> [課題] 次のデータで「person」という語を含む行の数を、数字だけで答えよ。

> [元データ]
========================================================================

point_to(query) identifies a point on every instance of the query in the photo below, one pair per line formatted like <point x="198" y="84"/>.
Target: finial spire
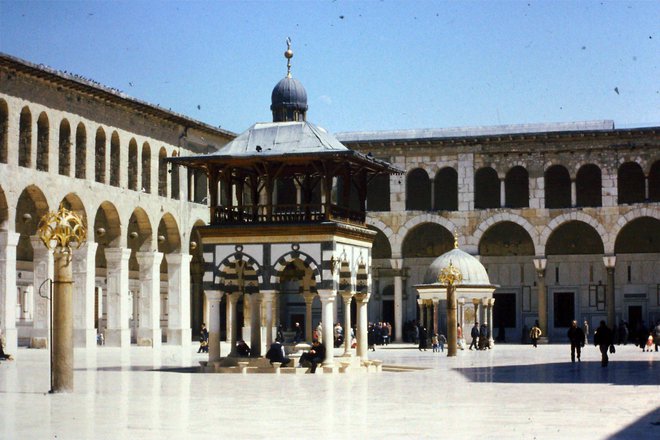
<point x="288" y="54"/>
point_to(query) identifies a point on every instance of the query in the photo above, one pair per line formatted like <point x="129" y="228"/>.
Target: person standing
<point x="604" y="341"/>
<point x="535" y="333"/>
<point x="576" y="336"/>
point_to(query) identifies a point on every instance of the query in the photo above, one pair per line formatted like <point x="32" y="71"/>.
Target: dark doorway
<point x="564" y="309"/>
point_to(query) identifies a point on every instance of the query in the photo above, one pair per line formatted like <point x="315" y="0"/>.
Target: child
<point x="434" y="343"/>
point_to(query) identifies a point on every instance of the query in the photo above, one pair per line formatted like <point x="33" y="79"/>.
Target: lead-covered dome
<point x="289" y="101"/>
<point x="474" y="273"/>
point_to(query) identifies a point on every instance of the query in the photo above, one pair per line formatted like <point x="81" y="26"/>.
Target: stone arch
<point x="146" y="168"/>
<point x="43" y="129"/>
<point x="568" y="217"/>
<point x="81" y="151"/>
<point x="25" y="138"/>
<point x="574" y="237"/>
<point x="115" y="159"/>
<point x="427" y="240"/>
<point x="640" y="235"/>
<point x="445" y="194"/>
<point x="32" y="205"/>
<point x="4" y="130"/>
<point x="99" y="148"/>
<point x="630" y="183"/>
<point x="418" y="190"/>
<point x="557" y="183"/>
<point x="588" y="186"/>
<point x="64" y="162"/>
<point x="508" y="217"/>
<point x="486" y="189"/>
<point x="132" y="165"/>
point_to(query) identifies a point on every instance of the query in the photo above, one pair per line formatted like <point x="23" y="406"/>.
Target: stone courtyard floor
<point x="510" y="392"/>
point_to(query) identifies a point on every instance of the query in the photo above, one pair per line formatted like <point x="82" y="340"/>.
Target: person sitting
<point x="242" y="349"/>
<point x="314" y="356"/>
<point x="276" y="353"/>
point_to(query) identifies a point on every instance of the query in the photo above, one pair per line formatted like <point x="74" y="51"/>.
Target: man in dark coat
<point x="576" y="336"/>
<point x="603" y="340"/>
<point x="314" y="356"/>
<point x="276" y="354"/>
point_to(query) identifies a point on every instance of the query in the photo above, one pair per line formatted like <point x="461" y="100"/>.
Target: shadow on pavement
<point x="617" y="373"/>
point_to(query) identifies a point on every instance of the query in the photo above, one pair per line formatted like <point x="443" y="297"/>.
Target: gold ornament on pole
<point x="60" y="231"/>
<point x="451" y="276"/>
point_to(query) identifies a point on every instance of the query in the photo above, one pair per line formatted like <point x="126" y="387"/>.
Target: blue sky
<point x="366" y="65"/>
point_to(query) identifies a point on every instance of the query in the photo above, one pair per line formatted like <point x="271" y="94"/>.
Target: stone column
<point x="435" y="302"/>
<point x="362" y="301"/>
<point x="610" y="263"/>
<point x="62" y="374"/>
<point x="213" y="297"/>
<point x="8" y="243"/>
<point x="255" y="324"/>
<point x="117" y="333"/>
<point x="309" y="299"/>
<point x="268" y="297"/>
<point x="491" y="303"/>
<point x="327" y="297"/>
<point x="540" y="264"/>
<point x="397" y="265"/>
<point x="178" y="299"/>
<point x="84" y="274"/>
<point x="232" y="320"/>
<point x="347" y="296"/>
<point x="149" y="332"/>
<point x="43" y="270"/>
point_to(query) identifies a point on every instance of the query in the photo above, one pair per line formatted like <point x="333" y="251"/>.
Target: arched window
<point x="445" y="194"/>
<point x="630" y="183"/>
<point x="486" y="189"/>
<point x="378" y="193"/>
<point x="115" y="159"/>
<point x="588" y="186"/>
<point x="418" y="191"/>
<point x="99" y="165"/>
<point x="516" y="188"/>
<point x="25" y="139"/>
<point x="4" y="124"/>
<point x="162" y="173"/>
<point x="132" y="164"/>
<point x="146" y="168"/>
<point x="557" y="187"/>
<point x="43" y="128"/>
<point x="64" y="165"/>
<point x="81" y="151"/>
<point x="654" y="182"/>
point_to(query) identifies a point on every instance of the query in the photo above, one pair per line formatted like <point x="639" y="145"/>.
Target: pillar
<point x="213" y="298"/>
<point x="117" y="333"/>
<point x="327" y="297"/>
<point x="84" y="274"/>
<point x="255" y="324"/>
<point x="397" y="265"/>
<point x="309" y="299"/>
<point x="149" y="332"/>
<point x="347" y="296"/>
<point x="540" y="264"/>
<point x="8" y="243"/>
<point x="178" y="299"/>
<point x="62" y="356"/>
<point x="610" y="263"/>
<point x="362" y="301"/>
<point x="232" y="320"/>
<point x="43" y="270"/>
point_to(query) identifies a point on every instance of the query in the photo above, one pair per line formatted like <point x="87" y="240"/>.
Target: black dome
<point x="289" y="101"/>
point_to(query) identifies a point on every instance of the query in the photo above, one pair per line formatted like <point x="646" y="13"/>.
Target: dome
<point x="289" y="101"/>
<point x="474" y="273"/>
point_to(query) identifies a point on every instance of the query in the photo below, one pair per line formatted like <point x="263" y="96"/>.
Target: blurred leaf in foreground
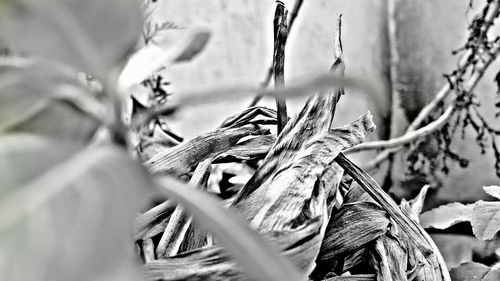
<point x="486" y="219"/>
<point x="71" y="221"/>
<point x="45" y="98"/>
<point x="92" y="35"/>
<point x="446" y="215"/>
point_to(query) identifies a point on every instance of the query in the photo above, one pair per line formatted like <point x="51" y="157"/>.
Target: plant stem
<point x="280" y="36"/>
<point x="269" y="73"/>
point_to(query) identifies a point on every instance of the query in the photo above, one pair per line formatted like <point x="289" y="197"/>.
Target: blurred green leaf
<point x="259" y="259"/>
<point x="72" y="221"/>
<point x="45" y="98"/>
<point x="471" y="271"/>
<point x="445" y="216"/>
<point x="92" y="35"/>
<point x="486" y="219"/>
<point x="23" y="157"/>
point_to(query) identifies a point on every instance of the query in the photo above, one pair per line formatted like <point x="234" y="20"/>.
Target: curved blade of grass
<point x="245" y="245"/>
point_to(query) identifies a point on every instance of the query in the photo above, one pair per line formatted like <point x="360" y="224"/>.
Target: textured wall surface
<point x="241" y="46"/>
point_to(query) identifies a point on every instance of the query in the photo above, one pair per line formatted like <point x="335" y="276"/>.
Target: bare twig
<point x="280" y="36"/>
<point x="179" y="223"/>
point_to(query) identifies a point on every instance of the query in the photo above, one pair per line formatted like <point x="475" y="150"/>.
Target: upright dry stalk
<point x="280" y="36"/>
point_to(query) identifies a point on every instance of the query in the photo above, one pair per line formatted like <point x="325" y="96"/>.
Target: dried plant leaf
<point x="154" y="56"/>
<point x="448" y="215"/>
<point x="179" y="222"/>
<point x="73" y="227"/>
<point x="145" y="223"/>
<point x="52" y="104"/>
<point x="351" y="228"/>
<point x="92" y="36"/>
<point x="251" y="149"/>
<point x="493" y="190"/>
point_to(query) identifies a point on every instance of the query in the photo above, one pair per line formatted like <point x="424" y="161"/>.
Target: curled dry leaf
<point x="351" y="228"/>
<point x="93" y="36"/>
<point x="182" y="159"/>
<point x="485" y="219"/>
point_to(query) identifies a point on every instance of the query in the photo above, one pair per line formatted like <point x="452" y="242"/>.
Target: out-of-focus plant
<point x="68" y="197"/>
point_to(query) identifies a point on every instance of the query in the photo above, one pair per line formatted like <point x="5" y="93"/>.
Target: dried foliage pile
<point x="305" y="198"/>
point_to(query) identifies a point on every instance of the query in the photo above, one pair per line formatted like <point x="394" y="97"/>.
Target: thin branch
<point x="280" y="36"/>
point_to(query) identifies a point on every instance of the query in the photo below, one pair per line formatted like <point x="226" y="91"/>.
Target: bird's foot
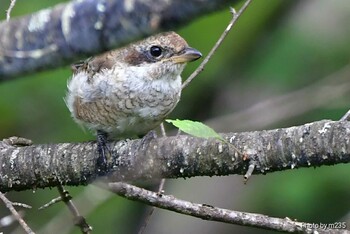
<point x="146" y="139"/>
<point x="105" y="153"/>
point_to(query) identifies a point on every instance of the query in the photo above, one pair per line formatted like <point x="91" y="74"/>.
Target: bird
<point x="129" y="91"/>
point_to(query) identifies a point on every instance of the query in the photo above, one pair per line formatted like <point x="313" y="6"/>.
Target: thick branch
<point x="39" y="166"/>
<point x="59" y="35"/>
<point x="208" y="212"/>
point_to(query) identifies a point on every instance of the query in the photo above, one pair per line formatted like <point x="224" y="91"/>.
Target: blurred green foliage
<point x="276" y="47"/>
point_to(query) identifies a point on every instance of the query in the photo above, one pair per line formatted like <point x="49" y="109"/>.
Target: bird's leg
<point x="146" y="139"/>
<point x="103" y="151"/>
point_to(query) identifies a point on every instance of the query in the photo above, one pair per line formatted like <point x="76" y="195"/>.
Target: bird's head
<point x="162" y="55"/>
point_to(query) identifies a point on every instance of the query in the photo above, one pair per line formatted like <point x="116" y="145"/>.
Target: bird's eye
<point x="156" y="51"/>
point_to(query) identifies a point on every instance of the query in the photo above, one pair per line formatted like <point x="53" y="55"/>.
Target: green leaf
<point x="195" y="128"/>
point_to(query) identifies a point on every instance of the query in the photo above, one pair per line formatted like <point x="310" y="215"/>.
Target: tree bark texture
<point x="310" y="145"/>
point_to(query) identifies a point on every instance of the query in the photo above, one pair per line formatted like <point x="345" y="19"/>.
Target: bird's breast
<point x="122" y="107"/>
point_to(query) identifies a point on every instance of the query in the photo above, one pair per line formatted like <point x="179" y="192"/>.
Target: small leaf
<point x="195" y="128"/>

========================================================================

> [解答] 2